## Direction 1
In the article about Ixia's share decline, which firm is Tom Coler an analyst with?
## Direction 2
Continue the article about Ixia's share decline, beginning right after its final sentence.

After a tremendous run, shares of Calabasas technology innovator Ixia came crashing back to earth last week in a broad sell-off precipitated by gloomy financial reports from its most important customers.

Despite the substantial downtick Ixia shares plunged from $35 a share on Feb. 8 to $25.31 a share on Feb. 14, a drop of nearly 30 percent technology analysts remain bullish on a company they say is uncommonly well positioned to weather a financial downturn.

"Ixia has been insulated from slowdowns and inventory problems that many of its customers are facing because the company is focused on testing next-generation technologies," said Tom Coler, an analyst with Dain Rauscher Inc. "That means that Ixia is dependent on its customers' R & D; spending, which hasn't slowed down."

The most significant of those customers are Cisco Systems Inc. and Juniper Networks, both of which recently posted dismal earnings and warnings of revenue shortfalls.

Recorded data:
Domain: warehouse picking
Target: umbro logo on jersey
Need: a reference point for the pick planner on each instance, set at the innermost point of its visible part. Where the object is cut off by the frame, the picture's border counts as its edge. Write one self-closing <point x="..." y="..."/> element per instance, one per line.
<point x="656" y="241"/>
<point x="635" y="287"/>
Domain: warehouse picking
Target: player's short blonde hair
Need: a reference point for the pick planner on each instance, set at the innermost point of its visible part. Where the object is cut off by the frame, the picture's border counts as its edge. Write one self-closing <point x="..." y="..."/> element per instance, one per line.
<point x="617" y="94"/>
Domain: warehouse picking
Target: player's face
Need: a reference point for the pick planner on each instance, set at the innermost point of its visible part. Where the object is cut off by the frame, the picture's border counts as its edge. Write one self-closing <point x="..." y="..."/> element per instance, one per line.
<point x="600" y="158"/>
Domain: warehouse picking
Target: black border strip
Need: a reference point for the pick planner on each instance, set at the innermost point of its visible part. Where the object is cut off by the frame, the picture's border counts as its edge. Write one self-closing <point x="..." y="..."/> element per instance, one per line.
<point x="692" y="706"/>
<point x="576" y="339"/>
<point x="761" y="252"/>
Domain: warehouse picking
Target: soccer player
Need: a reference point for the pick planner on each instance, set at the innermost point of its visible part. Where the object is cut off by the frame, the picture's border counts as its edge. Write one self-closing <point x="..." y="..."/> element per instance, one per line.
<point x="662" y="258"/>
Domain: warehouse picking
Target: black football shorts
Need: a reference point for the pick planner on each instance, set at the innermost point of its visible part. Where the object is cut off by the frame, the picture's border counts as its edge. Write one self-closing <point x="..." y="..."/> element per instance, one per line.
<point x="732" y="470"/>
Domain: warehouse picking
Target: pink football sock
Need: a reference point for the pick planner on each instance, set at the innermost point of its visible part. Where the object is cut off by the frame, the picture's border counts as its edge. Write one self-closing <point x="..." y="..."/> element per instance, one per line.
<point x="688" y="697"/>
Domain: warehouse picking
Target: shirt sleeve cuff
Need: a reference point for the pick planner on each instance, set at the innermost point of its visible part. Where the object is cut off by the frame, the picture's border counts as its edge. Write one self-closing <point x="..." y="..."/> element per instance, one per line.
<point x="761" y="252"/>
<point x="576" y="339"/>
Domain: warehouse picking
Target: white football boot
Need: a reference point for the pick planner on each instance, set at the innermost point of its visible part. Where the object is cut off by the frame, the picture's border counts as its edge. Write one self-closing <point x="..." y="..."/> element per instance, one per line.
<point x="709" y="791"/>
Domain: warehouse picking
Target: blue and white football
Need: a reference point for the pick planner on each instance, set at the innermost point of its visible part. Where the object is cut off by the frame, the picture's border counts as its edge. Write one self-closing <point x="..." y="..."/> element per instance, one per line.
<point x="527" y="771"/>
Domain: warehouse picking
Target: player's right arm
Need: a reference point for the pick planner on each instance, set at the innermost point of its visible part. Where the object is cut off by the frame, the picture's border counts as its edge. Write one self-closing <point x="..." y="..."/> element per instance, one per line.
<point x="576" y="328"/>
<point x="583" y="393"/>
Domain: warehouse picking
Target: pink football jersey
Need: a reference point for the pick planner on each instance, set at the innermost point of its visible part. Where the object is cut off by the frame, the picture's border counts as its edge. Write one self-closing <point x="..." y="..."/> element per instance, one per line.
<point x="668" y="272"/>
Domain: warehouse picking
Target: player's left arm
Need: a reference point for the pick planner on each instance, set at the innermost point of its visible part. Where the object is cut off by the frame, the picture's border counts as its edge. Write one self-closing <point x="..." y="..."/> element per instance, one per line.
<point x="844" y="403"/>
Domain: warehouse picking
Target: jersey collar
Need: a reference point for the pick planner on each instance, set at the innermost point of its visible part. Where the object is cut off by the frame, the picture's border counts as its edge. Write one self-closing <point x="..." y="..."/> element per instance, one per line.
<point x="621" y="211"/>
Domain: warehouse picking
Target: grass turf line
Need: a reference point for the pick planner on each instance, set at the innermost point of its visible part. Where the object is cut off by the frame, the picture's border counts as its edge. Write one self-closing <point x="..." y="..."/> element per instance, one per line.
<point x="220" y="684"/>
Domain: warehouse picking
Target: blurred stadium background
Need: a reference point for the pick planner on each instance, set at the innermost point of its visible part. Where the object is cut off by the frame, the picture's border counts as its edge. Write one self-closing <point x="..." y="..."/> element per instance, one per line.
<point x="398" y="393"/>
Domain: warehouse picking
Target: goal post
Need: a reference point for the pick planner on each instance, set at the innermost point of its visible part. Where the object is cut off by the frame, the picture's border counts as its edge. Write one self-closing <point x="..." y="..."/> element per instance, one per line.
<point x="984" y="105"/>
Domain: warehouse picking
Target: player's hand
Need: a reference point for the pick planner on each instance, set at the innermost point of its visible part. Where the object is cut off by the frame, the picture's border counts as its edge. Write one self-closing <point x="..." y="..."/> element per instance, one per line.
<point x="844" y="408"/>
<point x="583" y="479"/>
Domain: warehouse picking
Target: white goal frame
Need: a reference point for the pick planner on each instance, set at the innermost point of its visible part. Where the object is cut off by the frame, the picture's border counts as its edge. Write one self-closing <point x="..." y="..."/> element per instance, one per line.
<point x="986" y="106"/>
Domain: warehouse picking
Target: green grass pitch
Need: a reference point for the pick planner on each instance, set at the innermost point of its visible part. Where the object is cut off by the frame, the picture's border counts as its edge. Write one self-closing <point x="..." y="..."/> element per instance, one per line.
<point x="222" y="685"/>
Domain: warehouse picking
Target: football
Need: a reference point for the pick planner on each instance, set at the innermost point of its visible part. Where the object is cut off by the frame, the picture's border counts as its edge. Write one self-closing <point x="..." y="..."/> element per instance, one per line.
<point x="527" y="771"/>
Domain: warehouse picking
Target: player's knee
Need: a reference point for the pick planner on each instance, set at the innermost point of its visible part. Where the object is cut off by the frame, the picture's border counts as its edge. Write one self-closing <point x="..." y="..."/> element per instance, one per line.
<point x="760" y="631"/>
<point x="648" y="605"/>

* * *

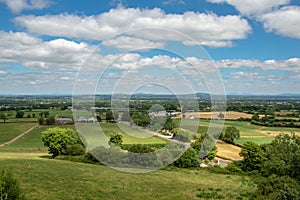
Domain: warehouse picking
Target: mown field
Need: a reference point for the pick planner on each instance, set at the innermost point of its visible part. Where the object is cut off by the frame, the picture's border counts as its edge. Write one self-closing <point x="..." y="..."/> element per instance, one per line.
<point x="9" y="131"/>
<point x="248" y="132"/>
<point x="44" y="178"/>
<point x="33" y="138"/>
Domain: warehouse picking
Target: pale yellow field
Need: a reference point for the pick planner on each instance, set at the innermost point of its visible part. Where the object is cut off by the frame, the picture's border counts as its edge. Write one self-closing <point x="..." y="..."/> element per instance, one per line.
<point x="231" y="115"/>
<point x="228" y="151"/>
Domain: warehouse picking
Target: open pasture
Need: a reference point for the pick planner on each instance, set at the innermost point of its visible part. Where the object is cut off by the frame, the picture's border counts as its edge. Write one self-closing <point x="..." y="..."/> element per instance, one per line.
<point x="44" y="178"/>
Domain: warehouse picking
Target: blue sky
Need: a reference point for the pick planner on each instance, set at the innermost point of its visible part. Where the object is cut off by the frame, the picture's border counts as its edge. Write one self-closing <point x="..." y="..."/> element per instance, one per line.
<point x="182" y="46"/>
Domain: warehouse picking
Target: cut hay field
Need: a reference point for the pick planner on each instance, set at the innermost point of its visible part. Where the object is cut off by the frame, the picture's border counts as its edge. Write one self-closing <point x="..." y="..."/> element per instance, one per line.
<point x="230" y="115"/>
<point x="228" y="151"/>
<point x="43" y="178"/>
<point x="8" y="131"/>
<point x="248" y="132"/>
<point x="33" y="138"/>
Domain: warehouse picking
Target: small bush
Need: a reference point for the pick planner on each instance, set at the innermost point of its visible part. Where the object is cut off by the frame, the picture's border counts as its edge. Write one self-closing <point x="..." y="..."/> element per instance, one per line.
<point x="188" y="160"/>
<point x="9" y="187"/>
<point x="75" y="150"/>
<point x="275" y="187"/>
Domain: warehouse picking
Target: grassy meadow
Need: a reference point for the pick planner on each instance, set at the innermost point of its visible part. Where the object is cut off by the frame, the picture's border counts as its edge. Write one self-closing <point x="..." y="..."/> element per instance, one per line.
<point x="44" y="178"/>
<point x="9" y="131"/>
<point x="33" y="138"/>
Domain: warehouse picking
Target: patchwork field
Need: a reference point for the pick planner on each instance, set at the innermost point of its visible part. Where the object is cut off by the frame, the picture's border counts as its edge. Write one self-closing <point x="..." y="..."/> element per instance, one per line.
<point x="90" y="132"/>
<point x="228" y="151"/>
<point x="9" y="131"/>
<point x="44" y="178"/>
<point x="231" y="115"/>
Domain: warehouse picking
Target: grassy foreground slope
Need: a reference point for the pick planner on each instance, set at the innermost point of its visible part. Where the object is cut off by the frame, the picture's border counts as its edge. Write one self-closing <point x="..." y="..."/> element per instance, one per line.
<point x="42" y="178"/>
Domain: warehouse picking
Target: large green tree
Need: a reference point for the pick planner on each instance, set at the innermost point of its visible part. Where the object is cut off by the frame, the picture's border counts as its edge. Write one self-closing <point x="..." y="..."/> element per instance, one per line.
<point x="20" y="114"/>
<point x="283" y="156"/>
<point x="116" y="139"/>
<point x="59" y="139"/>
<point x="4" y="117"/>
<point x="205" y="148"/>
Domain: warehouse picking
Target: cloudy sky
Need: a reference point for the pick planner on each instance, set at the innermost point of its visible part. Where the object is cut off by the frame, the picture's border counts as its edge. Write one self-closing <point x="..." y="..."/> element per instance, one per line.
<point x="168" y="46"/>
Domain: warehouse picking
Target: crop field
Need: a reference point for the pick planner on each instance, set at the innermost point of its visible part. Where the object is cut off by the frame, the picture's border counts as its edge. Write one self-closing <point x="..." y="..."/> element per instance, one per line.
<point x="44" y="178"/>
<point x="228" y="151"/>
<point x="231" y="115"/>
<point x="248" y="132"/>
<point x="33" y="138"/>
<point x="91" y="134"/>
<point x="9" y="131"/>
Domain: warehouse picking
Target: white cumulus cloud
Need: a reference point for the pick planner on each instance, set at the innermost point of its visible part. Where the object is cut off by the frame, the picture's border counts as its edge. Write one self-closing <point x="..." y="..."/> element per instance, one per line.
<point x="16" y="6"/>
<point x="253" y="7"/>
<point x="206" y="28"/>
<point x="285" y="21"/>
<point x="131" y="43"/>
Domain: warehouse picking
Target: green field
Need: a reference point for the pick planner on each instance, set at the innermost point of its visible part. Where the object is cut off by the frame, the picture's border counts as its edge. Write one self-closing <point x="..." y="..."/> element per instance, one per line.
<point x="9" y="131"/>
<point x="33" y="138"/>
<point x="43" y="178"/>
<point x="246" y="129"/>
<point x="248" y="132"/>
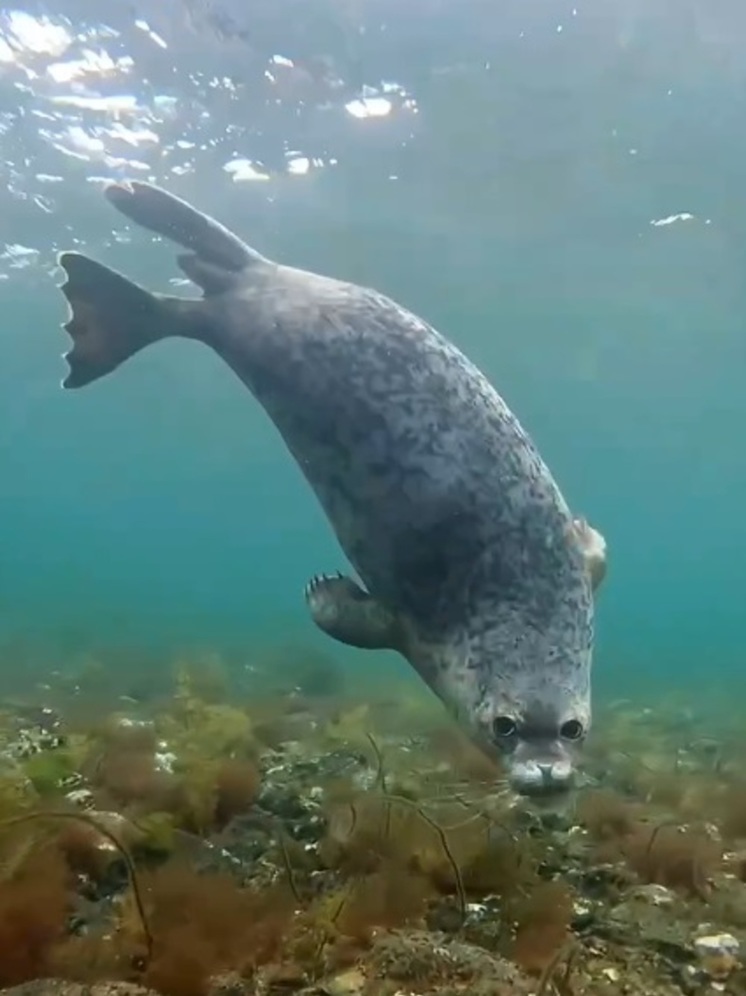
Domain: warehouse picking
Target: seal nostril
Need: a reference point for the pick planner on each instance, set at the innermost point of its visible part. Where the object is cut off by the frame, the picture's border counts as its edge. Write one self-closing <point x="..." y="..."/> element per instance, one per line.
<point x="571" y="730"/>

==

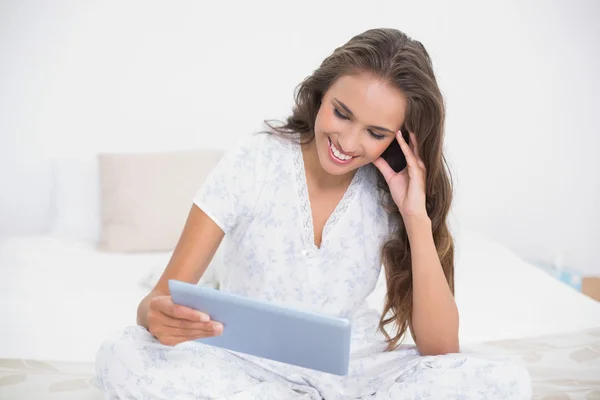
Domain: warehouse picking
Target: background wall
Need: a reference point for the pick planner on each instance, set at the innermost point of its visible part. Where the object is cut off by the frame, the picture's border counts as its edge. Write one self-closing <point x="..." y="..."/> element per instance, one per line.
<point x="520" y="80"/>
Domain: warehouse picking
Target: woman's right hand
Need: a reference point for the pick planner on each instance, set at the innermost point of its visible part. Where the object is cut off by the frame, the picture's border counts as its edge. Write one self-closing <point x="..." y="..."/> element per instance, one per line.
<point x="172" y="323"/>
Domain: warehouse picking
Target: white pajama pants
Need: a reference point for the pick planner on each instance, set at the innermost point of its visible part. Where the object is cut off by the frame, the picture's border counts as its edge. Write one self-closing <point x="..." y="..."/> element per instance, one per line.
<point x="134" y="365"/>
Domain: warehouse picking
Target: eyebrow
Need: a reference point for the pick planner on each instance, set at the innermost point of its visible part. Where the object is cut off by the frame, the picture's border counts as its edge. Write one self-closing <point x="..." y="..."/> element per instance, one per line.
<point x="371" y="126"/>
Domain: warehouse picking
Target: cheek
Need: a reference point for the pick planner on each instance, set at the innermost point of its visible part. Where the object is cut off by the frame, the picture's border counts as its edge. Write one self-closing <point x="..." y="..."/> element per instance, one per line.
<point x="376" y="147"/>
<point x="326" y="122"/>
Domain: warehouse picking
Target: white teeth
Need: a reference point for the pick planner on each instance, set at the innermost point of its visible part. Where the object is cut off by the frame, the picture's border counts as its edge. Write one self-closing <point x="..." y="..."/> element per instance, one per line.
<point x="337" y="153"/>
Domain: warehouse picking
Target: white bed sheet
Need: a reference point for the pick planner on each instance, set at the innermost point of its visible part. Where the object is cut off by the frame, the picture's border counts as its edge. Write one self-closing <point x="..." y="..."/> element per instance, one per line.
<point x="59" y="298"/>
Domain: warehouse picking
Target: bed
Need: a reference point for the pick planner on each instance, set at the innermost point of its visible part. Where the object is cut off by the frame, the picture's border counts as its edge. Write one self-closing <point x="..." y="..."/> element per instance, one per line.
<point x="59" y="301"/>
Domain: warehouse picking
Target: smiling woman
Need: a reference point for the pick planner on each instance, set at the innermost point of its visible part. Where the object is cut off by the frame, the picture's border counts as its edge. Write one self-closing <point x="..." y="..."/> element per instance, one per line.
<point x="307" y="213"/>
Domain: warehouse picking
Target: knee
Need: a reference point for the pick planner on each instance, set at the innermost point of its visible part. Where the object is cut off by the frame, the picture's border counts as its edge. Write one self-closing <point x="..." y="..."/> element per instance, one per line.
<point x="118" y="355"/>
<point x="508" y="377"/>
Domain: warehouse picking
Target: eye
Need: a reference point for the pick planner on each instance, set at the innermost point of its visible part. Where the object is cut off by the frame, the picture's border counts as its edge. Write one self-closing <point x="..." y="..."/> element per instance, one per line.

## Final result 1
Dain Rauscher Inc.

## Final result 2
Shareholders may be feeling skittish, but the loss of value is not a true reflection of the Ixia's prospects in a slowing economy but rather the result of investors out to make a quick buck, Coler and others said.

"They've had a great run. The weakness of the stock is profit taking," Coler said.

In fact, despite its recent woes, Ixia's stock as of last week was still selling at nearly twice its $13 initial offering price.

The company, which makes equipment that tests and analyzes high-speed networking technology, went public in one of the tech sector's darkest months, October 2000. Nevertheless, it has posted profits for 10 consecutive quarters, reporting net income of $4.1 million (7 cents per share) for the fourth quarter ended Dec. 31, compared to net income of $1.6 million (3 cents a share) in the like year-earlier quarter.

'Must-have product'

"The company provides excellent simulation equipment and modeling for how networks will work on the outside," said Rohit Shukla, CEO of the L.A. Regional Technology Alliance. "It's a must-have product."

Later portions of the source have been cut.